▶ _To be done_
Omit any picture, and return the remaining data exactly as written.
:: Supplied records ::
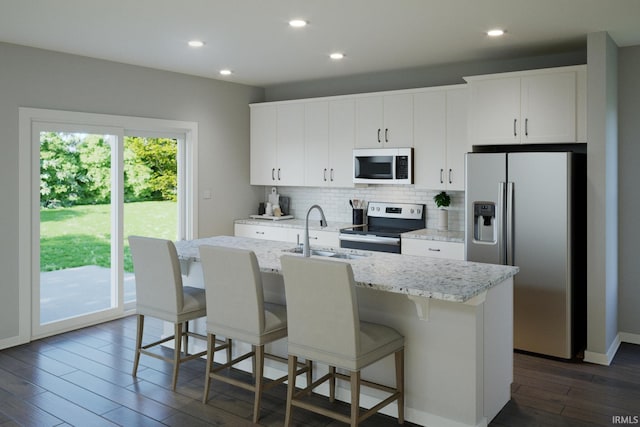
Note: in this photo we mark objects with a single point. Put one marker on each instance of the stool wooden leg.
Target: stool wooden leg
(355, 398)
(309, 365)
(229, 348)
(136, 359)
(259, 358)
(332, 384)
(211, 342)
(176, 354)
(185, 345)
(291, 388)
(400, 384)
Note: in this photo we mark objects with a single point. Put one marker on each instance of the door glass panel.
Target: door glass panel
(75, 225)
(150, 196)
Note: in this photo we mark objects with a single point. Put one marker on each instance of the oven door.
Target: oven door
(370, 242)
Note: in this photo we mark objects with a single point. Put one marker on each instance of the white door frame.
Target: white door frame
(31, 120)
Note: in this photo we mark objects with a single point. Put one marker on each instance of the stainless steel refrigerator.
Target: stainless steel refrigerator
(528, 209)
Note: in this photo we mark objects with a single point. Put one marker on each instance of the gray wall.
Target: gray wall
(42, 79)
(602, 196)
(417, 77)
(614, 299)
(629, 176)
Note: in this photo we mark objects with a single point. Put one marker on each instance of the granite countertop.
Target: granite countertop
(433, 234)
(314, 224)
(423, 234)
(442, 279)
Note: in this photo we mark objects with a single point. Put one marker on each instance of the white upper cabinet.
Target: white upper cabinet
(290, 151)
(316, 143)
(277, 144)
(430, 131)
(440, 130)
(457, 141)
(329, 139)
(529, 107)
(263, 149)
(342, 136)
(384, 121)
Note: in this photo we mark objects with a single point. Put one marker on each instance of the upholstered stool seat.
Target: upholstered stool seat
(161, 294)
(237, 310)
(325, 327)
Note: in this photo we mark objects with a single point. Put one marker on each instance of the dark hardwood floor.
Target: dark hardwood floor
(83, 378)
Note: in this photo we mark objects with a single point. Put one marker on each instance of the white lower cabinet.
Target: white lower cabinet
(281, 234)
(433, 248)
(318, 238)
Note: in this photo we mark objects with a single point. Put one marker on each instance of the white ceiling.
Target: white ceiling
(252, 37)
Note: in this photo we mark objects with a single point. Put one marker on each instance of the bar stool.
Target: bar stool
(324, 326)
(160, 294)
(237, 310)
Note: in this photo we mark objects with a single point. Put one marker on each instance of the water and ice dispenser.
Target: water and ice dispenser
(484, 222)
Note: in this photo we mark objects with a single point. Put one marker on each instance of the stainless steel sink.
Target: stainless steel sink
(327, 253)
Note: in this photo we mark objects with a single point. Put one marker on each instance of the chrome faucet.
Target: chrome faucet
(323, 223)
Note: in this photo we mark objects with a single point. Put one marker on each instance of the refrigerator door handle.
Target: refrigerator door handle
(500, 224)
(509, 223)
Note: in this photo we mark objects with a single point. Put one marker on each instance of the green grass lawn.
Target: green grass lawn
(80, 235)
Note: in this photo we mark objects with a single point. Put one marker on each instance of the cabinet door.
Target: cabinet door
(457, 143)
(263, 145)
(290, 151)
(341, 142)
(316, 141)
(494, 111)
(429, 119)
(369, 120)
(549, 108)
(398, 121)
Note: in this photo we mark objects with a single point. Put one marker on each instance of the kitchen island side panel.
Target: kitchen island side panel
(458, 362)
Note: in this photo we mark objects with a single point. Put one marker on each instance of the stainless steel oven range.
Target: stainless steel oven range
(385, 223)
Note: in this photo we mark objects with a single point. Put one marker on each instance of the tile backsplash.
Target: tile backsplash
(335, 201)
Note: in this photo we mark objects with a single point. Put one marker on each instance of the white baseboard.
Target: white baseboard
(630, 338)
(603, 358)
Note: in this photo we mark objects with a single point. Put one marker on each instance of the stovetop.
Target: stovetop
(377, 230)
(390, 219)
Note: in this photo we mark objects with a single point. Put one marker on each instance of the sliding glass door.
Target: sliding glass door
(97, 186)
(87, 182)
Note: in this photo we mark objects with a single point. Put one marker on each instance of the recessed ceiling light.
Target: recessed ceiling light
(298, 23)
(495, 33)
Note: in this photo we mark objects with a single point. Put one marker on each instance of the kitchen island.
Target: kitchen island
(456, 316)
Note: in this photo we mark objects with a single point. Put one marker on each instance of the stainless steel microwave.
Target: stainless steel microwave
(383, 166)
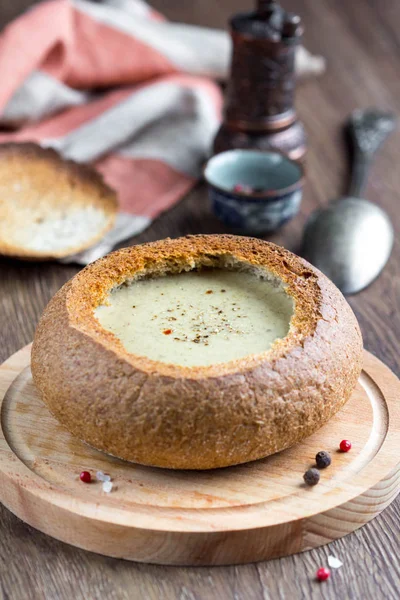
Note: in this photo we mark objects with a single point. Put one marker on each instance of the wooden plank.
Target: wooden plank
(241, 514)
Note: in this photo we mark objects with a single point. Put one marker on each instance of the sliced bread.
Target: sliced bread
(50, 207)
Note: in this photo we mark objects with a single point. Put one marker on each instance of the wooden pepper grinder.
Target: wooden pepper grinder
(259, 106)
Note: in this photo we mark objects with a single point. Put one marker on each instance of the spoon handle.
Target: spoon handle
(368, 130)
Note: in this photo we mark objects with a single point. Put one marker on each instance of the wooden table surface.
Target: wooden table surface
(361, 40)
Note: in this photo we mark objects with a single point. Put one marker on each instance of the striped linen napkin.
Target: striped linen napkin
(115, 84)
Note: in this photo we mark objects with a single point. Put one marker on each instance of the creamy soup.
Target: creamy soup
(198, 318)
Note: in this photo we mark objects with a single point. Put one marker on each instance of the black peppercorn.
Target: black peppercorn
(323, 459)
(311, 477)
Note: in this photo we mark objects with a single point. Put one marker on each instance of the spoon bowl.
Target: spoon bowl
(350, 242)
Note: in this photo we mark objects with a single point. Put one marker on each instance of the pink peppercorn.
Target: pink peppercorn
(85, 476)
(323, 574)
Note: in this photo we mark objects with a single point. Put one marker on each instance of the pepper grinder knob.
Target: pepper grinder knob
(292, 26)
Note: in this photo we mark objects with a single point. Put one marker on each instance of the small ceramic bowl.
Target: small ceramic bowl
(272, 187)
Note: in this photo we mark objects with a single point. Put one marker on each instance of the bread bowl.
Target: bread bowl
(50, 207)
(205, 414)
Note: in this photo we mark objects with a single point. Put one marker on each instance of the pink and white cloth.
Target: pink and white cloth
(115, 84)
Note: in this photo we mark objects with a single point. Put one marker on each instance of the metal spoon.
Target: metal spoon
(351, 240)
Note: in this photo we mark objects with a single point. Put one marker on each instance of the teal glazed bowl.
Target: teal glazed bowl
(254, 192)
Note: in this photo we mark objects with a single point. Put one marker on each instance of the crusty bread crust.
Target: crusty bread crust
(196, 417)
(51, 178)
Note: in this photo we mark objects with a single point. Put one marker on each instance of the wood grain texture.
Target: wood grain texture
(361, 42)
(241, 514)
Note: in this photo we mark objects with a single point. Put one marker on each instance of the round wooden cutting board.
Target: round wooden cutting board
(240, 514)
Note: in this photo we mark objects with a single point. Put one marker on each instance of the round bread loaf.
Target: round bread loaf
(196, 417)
:::
▶ _Task answer_
Note: in this photo we mark objects with a single point. Put one marker on each instance of the stool wooden leg.
Target: stool wooden leg
(355, 398)
(309, 365)
(229, 348)
(136, 359)
(259, 358)
(332, 384)
(211, 342)
(176, 354)
(185, 345)
(291, 388)
(400, 384)
Note: in this photo we mark objects with a single point. Put one marker on each instance of the door glass panel.
Target: door glass panel
(75, 225)
(150, 196)
Note: in this photo we mark objects with a single point. Put one marker on each instance of the oven door.
Target: oven door
(370, 242)
Note: in this photo we mark objects with a single point. Put one marker on each instance of the white door frame.
Target: white door frame
(31, 120)
Note: in this photo we mark objects with a single point. Put one marker on each instance of the stainless steel refrigerator.
Target: stainless steel refrigerator
(528, 209)
Note: in this photo we mark objects with a single point. Put one marker on each instance of the gray wall.
Target: gray wall
(42, 79)
(602, 196)
(417, 77)
(614, 299)
(629, 176)
Note: in this photo we mark objects with a single point. Put one marker on each instance of the granite countertop.
Target: granite countertop
(433, 234)
(314, 224)
(423, 234)
(442, 279)
Note: in this photo we mark objects with a single point. Put one marker on each instance of the white upper cabinet.
Target: white upper cabinet
(290, 151)
(316, 143)
(277, 144)
(430, 131)
(440, 130)
(457, 141)
(329, 139)
(529, 107)
(263, 149)
(342, 136)
(384, 121)
Note: in this photo we mark objects with a single point. Put one marker on each instance of the upholstered stool seat.
Target: upholstered stool seat
(161, 294)
(237, 310)
(325, 327)
Note: in this photo we mark objects with a single point. Put one marker on each instance of the dark hardwood floor.
Target: dark hardwood floor
(83, 378)
Note: in this photo we mark objects with a single point. Put one marker on each instance of the white lower cabinet.
Target: white lower cabinet
(281, 234)
(433, 248)
(318, 238)
Note: in this photo we mark objects with a single point. Put one marker on each instance of the white ceiling.
Target: white ceiling
(252, 37)
Note: in this photo we mark objects with a single point. Put one marker on each instance of the bar stool.
Target: bar stool
(324, 326)
(160, 294)
(237, 310)
Note: in this photo we mark objects with a single point. Put one marker on each instance of the water and ice dispenser.
Target: water and ice dispenser
(484, 222)
Note: in this photo we mark objects with a single point. Put one marker on each instance of the stainless steel sink.
Target: stainless steel sink
(327, 253)
Note: in this photo we mark objects with a single point. Put one marker on each instance of the chrome faucet.
Target: chrome faucet
(323, 223)
Note: in this photo we mark objects with a single point. Put one marker on each instance of the refrigerator door handle.
Target: refrigerator door handle
(500, 224)
(509, 223)
Note: in this photo we mark objects with a single point. Put one marker on each instance of the green grass lawn.
Target: green grass lawn
(80, 235)
Note: in this photo we mark objects with a single point. Put one marker on each instance of the cabinet door.
Target: cabinet door
(457, 143)
(263, 145)
(290, 151)
(341, 142)
(316, 141)
(494, 111)
(429, 119)
(369, 120)
(549, 108)
(398, 121)
Note: in this photo we mark objects with a single point. Put one marker on each instance of the kitchen island side panel.
Target: kitchen island side panel
(458, 362)
Note: in this photo we mark objects with a single point. Put one marker on each instance of the stainless steel oven range.
Target: stainless steel oven range
(385, 223)
Note: in this photo we mark objects with a single point. Put one marker on each instance of the tile backsplash.
Target: tile backsplash
(335, 201)
Note: in this photo we mark objects with a single point. Put one marker on each instance of the white baseboard.
Target: white baseboard
(630, 338)
(603, 358)
Note: in this photo we mark objects with a single point. Put one marker on each instance of the stovetop.
Target: stovetop
(377, 230)
(390, 219)
Note: in this photo we mark objects with a single point. Put one marker on each instance of the sliding glass door.
Target: sliding glass door
(97, 186)
(87, 182)
Note: in this photo we mark objects with a single point. Put one marker on each instance of the recessed ceiling light.
Target: recessed ceiling light
(298, 23)
(495, 33)
Note: in this photo we mark objects with a single point. Put one marker on each instance of the kitchen island.
Target: kitchen island
(456, 316)
Note: in this photo we mark objects with a single point. Put one marker on each instance of the stainless steel microwave.
Target: stainless steel microwave
(383, 166)
Note: in this photo we mark objects with a single point. Put one marker on each instance of the wooden plank.
Target: wooden plank
(241, 514)
Note: in this photo we mark objects with a single point. Put one marker on each instance of the sliced bread.
Target: sliced bread
(50, 207)
Note: in this photo we mark objects with a single point. Put one marker on each instance of the wooden pepper grinder.
Target: wooden pepper grinder
(259, 106)
Note: in this photo we mark objects with a single point. Put one marker on each instance of the spoon handle.
Target: spoon handle
(368, 130)
Note: in this photo we mark objects with a single point. Put one marker on each instance of the wooden table surface.
Target: wooden table surface
(361, 40)
Note: in this photo we mark objects with a single point. Put one marker on each instance of the striped linen napkin.
Target: striped linen napkin
(115, 84)
Note: in this photo we mark objects with a single point. Put one marker on each instance of the creamy soup.
Target: creamy soup
(198, 318)
Note: in this photo we mark objects with a single point. Put one marker on each instance of the black peppercorn.
Target: black peppercorn
(323, 459)
(311, 477)
Note: in this photo we mark objects with a single point. Put one marker on each instance of the spoon bowl.
Target: spoon bowl
(350, 242)
Note: in this photo we mark objects with a single point. Put one marker on each instance of the pink peppercorn.
Target: pink peppercorn
(85, 476)
(323, 574)
Note: in this photo we mark objects with a single point. Put one marker on each instance of the pepper grinder knob.
Target: pepper grinder knob
(292, 26)
Note: in this photo we mark objects with a single point. Put one marker on each instance of the small ceramic bowl.
Target: small ceramic bowl
(272, 187)
Note: in this photo we mark objects with a single point. Put one marker on each instance of the bread bowl.
Target: bread bowl
(50, 207)
(205, 414)
Note: in this photo we mark objects with a single point. Put one marker on each instance of the pink and white cloth.
Target: pink and white cloth
(115, 84)
Note: in this photo we mark objects with a single point. Put one marker on each instance of the metal spoon.
Target: metal spoon
(351, 240)
Note: in this photo we mark objects with a single point. Put one marker on each instance of the teal glazed bowl.
Target: teal glazed bowl
(254, 192)
Note: in this photo we mark objects with a single point. Put one marker on each instance of the crusty bread crust.
Target: crusty bread crust
(196, 417)
(51, 178)
Note: in this photo we mark objects with a single point. Put one marker on each instance of the wood grain texture.
Target: wood grain texture
(361, 42)
(241, 514)
Note: in this photo we mark objects with a single point. Put one marker on each instance of the round wooden cutting board.
Target: round wooden cutting board
(240, 514)
Note: in this photo we mark objects with a single point. Put one marker on each instance of the round bread loaf.
Target: round bread loaf
(196, 417)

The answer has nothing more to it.